** start **
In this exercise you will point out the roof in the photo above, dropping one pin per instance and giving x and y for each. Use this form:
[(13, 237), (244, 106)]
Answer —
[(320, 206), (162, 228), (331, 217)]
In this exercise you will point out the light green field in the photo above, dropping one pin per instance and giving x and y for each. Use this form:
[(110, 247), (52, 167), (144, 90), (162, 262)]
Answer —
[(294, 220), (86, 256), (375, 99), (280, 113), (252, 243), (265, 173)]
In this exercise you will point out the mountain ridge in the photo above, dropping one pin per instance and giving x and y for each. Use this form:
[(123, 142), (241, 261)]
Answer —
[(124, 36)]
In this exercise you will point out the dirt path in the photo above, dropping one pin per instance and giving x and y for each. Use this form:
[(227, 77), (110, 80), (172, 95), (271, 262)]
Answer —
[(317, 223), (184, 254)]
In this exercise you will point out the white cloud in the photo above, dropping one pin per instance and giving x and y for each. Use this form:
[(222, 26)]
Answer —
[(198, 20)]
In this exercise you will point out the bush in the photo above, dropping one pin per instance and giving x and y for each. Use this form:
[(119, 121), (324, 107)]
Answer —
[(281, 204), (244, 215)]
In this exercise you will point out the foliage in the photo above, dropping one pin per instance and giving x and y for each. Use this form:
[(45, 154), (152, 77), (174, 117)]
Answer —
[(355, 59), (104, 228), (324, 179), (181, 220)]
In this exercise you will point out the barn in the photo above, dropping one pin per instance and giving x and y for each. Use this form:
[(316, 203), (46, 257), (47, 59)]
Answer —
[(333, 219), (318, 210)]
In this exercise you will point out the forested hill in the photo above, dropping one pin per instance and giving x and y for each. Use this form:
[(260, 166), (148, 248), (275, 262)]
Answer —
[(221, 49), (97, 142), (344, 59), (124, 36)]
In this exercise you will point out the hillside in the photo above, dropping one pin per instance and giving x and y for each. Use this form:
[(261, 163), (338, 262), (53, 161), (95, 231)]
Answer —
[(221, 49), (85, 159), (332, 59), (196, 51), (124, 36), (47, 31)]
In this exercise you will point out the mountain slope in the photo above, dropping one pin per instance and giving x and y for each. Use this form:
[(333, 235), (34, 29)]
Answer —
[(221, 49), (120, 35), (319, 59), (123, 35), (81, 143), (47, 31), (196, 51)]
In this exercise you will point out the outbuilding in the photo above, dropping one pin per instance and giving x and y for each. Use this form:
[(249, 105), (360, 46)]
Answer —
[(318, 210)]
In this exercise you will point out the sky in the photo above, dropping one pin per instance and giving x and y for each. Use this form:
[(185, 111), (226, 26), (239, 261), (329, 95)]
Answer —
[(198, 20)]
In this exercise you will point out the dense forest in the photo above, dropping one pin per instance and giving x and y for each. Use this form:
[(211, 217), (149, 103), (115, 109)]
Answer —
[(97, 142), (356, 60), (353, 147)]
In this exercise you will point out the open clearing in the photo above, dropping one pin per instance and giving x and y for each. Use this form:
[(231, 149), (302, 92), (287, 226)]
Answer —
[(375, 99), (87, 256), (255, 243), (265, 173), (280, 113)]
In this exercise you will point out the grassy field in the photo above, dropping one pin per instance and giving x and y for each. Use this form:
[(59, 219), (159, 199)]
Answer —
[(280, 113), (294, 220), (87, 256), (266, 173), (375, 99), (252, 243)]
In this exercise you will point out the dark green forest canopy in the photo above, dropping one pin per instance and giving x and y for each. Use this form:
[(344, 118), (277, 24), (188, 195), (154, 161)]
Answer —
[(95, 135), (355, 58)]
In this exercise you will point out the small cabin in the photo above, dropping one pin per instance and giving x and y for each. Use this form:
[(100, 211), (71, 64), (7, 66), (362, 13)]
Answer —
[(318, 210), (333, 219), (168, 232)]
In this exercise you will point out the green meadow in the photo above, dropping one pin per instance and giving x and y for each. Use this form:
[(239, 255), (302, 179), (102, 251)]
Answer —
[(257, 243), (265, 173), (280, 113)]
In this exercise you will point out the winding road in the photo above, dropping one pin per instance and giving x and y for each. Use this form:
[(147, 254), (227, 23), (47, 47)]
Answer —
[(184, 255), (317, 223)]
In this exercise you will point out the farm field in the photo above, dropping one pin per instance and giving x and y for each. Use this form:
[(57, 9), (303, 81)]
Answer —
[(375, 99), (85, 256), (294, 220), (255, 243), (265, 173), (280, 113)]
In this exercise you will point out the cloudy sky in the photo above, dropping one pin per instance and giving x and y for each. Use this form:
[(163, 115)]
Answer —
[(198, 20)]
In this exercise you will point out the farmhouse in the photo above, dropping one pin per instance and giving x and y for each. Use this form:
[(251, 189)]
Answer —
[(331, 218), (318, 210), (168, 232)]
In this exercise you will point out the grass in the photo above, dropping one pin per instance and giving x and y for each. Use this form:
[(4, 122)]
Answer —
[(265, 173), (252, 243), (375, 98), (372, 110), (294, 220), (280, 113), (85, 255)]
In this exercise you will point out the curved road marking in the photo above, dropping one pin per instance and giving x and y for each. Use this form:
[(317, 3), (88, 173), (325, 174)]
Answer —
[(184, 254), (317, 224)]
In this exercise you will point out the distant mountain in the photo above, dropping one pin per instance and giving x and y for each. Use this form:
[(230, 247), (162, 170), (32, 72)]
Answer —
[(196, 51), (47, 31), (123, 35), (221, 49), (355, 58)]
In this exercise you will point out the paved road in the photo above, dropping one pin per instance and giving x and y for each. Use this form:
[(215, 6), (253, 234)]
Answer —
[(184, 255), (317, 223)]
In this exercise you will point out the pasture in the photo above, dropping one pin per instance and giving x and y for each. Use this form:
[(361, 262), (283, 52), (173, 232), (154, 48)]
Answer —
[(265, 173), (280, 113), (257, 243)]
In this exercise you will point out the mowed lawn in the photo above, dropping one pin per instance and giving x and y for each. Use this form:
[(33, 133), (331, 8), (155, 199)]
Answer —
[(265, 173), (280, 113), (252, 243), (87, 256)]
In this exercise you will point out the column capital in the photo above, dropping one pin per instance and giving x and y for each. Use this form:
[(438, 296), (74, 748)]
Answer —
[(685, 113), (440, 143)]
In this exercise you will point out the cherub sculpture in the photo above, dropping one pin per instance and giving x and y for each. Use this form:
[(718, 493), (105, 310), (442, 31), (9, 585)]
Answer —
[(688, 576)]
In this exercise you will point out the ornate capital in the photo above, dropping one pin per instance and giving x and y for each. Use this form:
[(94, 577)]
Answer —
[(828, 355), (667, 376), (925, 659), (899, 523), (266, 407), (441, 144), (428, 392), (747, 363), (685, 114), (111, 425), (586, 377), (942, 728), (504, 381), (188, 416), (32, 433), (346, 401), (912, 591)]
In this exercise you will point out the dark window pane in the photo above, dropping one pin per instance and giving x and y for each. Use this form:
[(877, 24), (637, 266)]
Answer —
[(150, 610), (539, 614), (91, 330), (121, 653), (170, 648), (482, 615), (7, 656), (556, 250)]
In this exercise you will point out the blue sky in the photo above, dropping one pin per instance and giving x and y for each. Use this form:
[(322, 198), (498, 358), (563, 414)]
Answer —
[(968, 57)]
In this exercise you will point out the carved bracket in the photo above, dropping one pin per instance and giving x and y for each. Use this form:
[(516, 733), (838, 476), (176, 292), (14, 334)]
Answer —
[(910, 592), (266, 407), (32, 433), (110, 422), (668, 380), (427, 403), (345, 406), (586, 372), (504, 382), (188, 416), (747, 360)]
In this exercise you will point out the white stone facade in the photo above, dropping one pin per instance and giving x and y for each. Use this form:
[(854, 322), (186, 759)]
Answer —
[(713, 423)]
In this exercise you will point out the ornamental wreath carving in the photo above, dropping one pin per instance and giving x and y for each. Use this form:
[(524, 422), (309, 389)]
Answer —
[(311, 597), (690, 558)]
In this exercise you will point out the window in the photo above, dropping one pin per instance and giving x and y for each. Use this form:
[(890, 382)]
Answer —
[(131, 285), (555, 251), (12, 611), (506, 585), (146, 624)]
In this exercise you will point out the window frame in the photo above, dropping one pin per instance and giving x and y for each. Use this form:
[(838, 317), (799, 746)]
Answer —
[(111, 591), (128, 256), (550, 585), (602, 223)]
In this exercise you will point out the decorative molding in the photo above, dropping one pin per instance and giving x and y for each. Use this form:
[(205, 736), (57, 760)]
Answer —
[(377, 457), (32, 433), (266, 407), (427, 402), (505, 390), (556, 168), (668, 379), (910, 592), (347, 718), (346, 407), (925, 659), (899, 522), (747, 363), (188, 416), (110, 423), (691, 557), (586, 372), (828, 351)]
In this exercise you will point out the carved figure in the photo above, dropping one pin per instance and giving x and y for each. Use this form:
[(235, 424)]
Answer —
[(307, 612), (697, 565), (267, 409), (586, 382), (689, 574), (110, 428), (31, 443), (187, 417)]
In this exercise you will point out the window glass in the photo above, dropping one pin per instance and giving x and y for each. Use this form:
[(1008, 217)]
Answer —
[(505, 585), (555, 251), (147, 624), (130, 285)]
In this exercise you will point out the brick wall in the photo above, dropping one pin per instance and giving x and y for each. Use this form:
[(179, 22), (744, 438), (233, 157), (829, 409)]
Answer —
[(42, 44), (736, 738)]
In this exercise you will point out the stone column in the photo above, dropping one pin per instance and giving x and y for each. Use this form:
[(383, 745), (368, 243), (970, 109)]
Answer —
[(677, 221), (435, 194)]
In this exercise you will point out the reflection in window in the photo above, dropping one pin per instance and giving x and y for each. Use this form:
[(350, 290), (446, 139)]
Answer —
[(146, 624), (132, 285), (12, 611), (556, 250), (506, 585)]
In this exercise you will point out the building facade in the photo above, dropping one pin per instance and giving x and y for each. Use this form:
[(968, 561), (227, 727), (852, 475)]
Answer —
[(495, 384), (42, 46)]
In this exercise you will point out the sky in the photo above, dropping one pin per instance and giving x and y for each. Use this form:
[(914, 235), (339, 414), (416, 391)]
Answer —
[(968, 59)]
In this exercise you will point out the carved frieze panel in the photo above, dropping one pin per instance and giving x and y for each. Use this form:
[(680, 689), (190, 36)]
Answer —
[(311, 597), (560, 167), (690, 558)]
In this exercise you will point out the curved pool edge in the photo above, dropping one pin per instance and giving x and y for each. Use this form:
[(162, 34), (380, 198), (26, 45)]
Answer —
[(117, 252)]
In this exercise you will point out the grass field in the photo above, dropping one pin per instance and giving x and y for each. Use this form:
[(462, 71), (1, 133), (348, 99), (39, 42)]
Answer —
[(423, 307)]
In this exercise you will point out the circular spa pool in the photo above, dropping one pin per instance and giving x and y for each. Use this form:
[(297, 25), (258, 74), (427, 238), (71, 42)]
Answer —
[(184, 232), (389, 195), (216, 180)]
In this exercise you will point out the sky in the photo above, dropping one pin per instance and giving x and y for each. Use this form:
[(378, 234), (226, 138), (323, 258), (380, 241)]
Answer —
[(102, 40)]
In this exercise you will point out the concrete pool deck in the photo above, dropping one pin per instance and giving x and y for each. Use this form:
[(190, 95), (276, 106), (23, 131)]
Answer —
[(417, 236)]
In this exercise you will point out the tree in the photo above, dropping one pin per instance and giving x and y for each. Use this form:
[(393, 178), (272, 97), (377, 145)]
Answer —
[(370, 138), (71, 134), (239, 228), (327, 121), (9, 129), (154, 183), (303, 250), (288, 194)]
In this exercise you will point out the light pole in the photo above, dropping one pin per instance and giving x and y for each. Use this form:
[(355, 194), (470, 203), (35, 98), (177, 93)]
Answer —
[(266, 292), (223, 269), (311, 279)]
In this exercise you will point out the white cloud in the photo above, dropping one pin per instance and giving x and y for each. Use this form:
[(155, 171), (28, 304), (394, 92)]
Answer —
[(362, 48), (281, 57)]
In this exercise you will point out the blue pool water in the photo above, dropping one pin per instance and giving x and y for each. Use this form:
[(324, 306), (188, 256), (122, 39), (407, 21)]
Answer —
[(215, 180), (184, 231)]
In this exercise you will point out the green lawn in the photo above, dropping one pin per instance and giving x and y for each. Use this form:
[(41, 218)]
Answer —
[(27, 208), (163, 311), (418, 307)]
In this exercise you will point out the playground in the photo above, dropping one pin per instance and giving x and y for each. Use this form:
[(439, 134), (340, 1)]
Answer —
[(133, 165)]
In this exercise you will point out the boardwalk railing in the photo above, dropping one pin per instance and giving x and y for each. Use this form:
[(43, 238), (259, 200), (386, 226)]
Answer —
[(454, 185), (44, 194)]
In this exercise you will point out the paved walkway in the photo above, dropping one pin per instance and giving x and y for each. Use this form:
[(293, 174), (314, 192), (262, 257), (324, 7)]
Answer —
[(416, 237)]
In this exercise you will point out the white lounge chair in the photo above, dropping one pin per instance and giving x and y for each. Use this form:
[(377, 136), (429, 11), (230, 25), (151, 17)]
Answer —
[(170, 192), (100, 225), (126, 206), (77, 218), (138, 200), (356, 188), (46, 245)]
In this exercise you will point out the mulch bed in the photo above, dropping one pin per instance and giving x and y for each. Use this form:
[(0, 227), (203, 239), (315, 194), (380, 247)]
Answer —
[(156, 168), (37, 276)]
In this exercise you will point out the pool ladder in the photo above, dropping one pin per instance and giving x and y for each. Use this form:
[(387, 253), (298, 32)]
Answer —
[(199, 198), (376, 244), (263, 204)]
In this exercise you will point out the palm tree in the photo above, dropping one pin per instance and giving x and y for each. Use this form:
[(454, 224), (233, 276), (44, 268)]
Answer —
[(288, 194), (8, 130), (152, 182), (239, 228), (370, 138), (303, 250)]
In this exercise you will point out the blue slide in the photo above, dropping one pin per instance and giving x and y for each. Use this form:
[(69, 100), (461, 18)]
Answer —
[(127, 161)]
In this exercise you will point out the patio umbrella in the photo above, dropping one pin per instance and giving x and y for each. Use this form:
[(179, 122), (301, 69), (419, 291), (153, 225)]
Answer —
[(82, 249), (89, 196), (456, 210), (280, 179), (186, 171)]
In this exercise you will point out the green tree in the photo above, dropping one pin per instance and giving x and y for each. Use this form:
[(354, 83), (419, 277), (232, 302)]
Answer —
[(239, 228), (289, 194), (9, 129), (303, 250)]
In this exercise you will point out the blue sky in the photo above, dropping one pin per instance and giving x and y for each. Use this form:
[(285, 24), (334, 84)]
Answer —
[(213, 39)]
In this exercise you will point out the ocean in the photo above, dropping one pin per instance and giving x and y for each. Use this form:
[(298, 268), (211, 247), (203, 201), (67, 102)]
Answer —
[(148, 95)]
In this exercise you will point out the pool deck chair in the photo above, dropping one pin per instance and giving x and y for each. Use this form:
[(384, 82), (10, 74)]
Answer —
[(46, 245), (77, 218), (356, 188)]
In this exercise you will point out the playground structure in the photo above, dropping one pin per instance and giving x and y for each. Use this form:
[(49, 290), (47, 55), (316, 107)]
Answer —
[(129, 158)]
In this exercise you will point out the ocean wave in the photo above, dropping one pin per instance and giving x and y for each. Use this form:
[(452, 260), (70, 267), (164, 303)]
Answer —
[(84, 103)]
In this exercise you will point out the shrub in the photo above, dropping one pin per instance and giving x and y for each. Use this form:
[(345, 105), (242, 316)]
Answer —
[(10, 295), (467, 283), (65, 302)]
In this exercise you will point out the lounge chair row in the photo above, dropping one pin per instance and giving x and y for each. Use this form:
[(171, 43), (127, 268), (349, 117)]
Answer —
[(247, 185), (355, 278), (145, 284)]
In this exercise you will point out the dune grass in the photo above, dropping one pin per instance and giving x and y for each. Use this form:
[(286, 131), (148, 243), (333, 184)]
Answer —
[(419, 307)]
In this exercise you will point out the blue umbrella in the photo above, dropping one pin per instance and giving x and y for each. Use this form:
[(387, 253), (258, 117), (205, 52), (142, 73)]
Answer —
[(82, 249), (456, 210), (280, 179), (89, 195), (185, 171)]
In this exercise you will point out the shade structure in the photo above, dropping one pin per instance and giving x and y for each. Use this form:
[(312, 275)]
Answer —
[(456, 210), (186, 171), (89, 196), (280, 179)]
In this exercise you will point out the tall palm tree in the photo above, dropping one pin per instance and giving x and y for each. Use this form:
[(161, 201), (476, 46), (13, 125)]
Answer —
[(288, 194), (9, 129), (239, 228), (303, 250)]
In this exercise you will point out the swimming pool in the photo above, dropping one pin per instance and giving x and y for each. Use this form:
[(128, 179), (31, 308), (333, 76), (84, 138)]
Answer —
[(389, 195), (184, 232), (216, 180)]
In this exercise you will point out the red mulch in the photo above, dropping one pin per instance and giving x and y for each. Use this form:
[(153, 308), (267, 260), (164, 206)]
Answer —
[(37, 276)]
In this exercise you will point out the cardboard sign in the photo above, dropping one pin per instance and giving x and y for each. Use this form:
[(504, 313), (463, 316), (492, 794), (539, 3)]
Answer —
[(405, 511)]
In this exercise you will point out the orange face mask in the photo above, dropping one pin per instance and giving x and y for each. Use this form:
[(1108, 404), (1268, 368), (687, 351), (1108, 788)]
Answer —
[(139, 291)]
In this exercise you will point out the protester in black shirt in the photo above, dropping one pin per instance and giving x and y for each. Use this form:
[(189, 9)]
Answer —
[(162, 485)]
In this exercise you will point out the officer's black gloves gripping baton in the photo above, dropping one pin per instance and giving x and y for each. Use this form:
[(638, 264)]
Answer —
** end **
Brief: Return the lines from the line with "In this exercise you will point out the lounge" to the line with "[(247, 185), (355, 278), (145, 284)]", both included, copying each one unchanged.

Finished task:
In this exercise you will point out the lounge chair row in the photo above, dropping one pin per instance and giving x and y for each. Use this form:
[(171, 43), (127, 268), (349, 117)]
Answer —
[(247, 185), (355, 278), (145, 284)]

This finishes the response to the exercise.